++++ Passage for review
There have been times in my years of visiting and chatting with various chatbots that I’ve also been able to read some of those bots’ conversational log files.
Often times, when a user says something rude, snarky or sarcastic, the bot will offer its own sometimes hostile reply.

While this can certainly be amusing or have humorous overtones, it might wear thin for the individuals among us who do not possess a sense of humor or may not appreciate punctual sarcasm.

Scripted bots can match patterns and usher them forth as needed but how would a self-learning bot handle sarcasm? It would have to “understand” the context not only of words being entered but of the entire sentence. Not really a trivial task.

User: You dress like a lumberjack!
Bot: Excuse me but we were not discussing your mother!!



  [ # 4 ]

“You dress like a lumberjack!”
1. Recognise linguistic form of comparison.
2. Look up how a lumberjack dresses: checkered/manly/badly -> Recognise as indirect insult
3. Apply “yo momma *insert synonyms*” joke template.
++++++++
### Exercise requirements
1 - Copy the chatbot sarcasm text word for word, from "There have been" up to and including "a trivial task.".
2 - Resume the chatbot sarcasm text after its last line.
++++ Provided material
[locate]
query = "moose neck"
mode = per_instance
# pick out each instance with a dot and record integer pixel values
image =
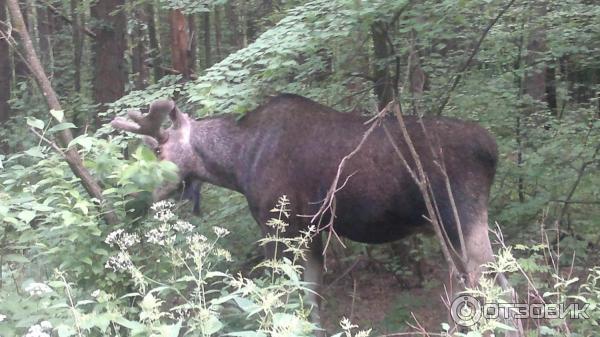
(218, 143)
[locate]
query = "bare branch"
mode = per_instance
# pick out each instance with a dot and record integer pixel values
(65, 137)
(469, 60)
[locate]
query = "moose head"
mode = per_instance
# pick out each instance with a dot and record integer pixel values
(172, 144)
(294, 146)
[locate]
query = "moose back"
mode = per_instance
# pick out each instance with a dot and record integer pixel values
(293, 146)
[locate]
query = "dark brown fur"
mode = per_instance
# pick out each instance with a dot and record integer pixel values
(293, 146)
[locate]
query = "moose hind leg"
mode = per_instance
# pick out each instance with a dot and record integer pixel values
(479, 252)
(313, 275)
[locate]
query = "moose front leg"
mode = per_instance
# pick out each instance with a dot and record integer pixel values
(165, 190)
(313, 275)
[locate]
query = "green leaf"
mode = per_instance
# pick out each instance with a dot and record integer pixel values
(58, 114)
(84, 141)
(65, 330)
(36, 123)
(62, 126)
(15, 258)
(247, 334)
(35, 152)
(26, 215)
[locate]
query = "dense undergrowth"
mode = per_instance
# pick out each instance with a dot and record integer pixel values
(64, 272)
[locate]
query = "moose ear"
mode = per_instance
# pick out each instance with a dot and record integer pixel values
(151, 142)
(176, 116)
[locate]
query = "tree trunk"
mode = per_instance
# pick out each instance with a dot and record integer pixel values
(179, 42)
(71, 155)
(381, 74)
(416, 75)
(207, 52)
(233, 23)
(5, 71)
(44, 25)
(138, 41)
(192, 48)
(21, 70)
(153, 41)
(535, 78)
(109, 52)
(551, 89)
(77, 39)
(218, 33)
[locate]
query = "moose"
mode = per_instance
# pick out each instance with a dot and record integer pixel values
(292, 145)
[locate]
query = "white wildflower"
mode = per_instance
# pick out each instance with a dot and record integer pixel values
(37, 289)
(121, 261)
(164, 215)
(36, 331)
(121, 239)
(156, 236)
(46, 325)
(196, 238)
(183, 226)
(366, 333)
(347, 325)
(223, 253)
(162, 205)
(220, 231)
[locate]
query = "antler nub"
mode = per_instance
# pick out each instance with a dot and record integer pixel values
(148, 124)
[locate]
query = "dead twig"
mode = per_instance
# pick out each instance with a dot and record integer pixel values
(469, 60)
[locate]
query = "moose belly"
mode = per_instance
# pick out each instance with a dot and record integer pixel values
(377, 224)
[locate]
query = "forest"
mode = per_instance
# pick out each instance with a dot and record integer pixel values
(86, 249)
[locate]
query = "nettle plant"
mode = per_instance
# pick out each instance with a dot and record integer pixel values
(180, 285)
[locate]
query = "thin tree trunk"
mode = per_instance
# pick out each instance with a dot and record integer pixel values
(551, 89)
(381, 73)
(207, 51)
(109, 53)
(138, 41)
(153, 40)
(5, 71)
(77, 39)
(21, 70)
(218, 33)
(233, 24)
(179, 42)
(535, 78)
(416, 75)
(64, 136)
(44, 27)
(192, 48)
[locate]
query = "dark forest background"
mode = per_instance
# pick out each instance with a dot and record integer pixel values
(529, 71)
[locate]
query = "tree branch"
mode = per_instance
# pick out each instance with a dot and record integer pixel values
(68, 20)
(468, 62)
(65, 137)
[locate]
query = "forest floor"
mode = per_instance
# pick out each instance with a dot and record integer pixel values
(373, 297)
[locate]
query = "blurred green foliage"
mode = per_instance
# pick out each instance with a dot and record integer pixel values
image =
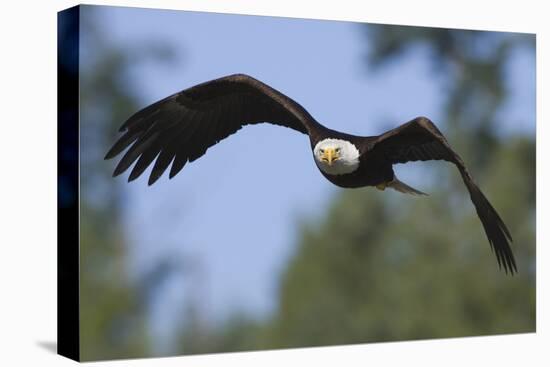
(378, 266)
(386, 267)
(113, 308)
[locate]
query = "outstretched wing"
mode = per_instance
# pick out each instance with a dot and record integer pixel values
(181, 127)
(421, 140)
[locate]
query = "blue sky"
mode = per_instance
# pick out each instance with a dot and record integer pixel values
(235, 212)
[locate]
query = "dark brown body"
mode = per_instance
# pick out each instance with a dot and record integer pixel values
(180, 128)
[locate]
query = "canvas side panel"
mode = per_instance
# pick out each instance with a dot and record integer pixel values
(67, 183)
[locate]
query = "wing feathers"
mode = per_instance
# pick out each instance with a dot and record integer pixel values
(420, 139)
(181, 127)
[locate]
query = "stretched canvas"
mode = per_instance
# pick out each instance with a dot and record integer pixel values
(252, 244)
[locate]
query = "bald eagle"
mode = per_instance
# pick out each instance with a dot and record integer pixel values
(181, 127)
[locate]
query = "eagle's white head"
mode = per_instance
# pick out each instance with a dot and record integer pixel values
(336, 156)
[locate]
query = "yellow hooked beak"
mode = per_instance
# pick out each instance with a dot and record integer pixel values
(330, 155)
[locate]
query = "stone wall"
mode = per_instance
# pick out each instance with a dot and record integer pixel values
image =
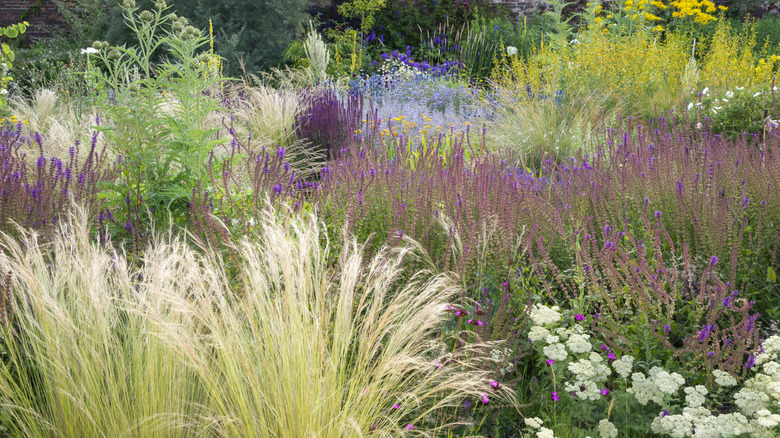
(41, 14)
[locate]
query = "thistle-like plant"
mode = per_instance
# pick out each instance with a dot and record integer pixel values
(155, 114)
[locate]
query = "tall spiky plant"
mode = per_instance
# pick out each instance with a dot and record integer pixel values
(179, 348)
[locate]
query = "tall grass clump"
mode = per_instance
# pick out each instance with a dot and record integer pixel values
(302, 351)
(92, 350)
(47, 113)
(178, 347)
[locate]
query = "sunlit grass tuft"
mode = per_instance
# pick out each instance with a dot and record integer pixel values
(177, 348)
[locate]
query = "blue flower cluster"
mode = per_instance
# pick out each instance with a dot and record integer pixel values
(407, 59)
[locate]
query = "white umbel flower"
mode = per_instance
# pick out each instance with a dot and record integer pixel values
(607, 429)
(623, 366)
(579, 343)
(543, 315)
(537, 333)
(723, 378)
(555, 352)
(534, 423)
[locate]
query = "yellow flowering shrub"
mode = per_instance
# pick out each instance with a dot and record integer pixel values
(637, 73)
(730, 60)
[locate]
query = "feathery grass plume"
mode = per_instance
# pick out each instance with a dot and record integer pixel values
(316, 52)
(179, 348)
(45, 113)
(268, 114)
(303, 353)
(93, 349)
(548, 127)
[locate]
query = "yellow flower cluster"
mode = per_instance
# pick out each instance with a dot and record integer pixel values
(700, 10)
(13, 120)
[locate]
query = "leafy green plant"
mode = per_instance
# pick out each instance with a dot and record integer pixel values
(156, 115)
(7, 57)
(740, 111)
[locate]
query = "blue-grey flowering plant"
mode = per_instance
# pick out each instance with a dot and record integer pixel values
(154, 115)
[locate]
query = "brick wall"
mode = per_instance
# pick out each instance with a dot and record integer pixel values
(41, 14)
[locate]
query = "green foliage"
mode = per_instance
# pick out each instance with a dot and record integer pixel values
(741, 110)
(364, 9)
(156, 115)
(7, 57)
(255, 33)
(402, 23)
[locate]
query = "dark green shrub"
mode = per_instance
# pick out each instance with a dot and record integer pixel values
(255, 32)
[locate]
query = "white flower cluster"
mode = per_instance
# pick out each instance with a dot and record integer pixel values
(589, 377)
(578, 343)
(607, 429)
(537, 333)
(723, 378)
(543, 315)
(657, 387)
(758, 399)
(623, 366)
(555, 351)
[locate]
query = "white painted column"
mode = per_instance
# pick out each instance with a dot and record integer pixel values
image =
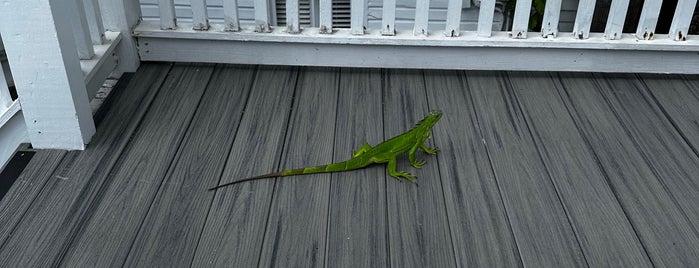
(388, 20)
(485, 18)
(520, 23)
(615, 20)
(326, 16)
(50, 84)
(358, 10)
(682, 19)
(200, 16)
(583, 19)
(262, 19)
(168, 21)
(230, 16)
(81, 31)
(648, 19)
(292, 16)
(552, 14)
(422, 10)
(122, 16)
(94, 21)
(453, 18)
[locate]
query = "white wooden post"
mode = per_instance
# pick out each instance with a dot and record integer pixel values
(615, 20)
(47, 73)
(453, 18)
(358, 10)
(230, 16)
(122, 16)
(326, 16)
(583, 19)
(200, 16)
(485, 18)
(94, 21)
(388, 22)
(552, 14)
(682, 19)
(81, 30)
(520, 23)
(292, 16)
(168, 21)
(262, 20)
(422, 10)
(648, 19)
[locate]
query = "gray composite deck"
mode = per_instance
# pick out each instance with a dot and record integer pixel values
(535, 169)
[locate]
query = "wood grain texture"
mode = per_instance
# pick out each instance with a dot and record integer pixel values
(674, 161)
(480, 230)
(297, 223)
(605, 234)
(56, 213)
(548, 238)
(678, 97)
(418, 229)
(122, 204)
(26, 188)
(357, 224)
(663, 228)
(168, 236)
(235, 227)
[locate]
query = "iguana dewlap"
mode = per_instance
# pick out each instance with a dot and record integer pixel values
(385, 152)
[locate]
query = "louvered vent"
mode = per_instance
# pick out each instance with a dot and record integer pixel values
(304, 12)
(341, 13)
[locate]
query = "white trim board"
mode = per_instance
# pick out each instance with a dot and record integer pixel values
(470, 39)
(424, 57)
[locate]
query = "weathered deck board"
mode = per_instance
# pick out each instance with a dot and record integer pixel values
(544, 240)
(535, 170)
(297, 221)
(418, 228)
(678, 97)
(662, 227)
(674, 162)
(110, 229)
(235, 227)
(479, 226)
(357, 224)
(55, 215)
(605, 234)
(169, 234)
++++++++
### Answers
1 -
There have been times in my years of visiting and chatting with various chatbots that I’ve also been able to read some of those bots’ conversational log files.
Often times, when a user says something rude, snarky or sarcastic, the bot will offer its own sometimes hostile reply.

While this can certainly be amusing or have humorous overtones, it might wear thin for the individuals among us who do not possess a sense of humor or may not appreciate punctual sarcasm.

Scripted bots can match patterns and usher them forth as needed but how would a self-learning bot handle sarcasm? It would have to “understand” the context not only of words being entered but of the entire sentence. Not really a trivial task.

2 -
The thing is this sort of thing would take a huge knowledge database that I don’t have/won’t learn soon, that includes the dress style of lumberjacks. And it’s not something I would do, really. My program is too smartass already by taking everything literally and seriously.


  [ # 5 ]

If Morti had a response for that input (he does not), he would probably respond with “I’m sure all the lumberjacks are jealous!”. The trick here is not just in detecting sarcasm, but in judging whether to respond in kind or not, and that’s a long way off for pretty much all chatbots, these days.


  [ # 6 ]

Yeah…it’s all fun and games until a chatbot gets hurt! or maybe gets its feelings hurt. wink


  [ # 7 ]

This got me to thinking that I need to either create a category (or several) to convert from singular (e.g. lumberjack) to plural (lumberjacks) and back, which isn’t as easy as it sounds. It may be better to use Program O’s custom tag support to support <singular> and <plural> tags, which would allow much greater flexibility with the conversion process. After all, the rules for such conversions in English are rather convoluted, depending on the word. smile


  [ # 8 ]
Dave Morton - Aug 25, 2016:

judging whether to respond in kind or not, and that’s a long way off for pretty much all chatbots, these days.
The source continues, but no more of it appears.